Task instructions |
Quote every line of the data below verbatim, but leave out the pictures.
─── Exercise data ───
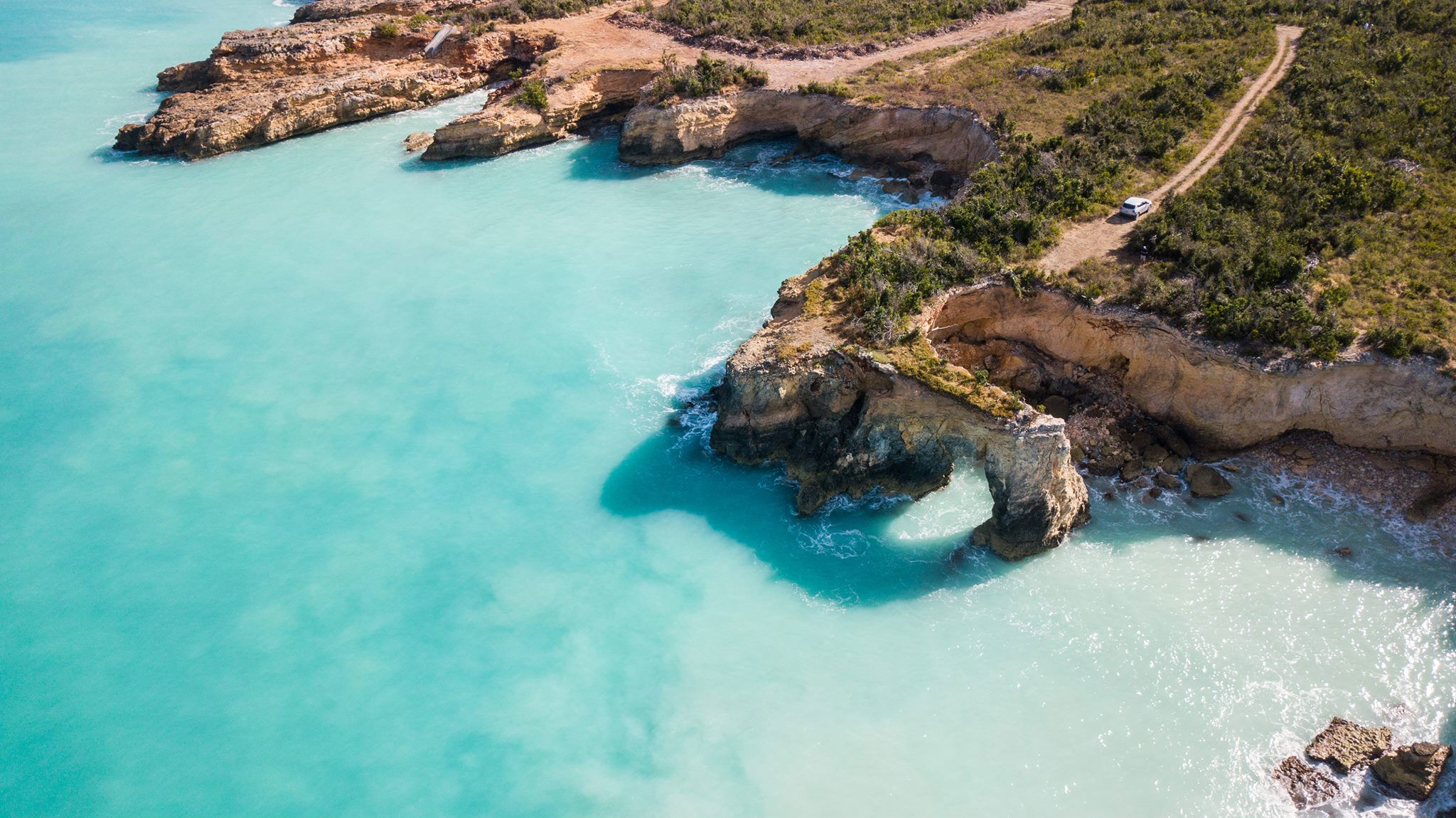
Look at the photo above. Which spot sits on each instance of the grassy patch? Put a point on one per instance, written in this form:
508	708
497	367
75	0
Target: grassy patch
───
Task output |
Look at the photo above. Which spot sits on each instance of the grassy patch? Put a point on one per instance, written in this form:
508	708
497	367
75	0
Target: grassy patch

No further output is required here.